┌────────
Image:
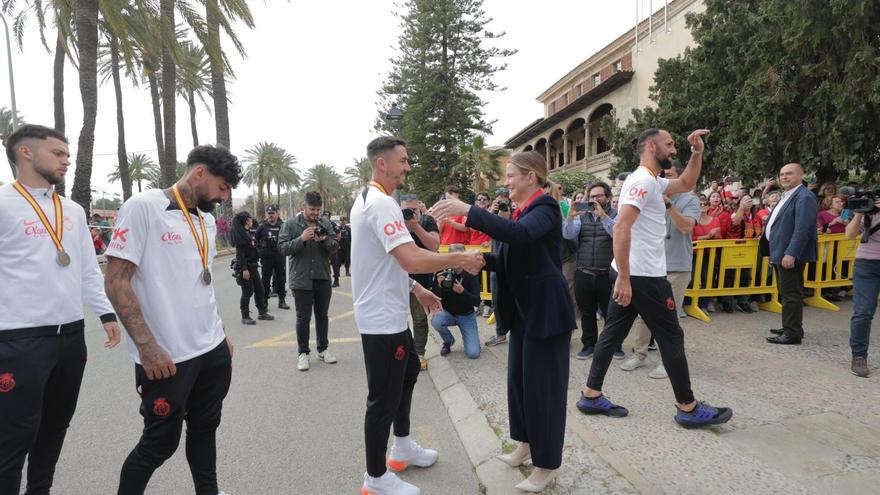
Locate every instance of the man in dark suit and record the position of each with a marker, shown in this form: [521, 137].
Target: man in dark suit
└────────
┌────────
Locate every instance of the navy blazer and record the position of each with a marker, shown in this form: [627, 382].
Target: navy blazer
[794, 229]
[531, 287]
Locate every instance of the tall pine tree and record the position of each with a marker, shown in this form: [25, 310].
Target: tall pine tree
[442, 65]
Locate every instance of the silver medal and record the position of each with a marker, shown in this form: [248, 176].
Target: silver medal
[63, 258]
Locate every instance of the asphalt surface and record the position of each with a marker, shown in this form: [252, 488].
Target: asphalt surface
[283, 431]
└────────
┌────────
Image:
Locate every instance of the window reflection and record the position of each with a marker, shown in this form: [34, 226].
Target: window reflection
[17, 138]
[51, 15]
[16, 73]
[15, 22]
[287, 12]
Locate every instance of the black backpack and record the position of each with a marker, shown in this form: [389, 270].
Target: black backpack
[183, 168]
└────────
Pull out each line in the records above that contains the string "reflection". Treat uppercase and lowercase as different.

### Solution to this task
Locate every instance of the window reflection and record the position of each with a marker, shown in this form: [34, 226].
Target: window reflection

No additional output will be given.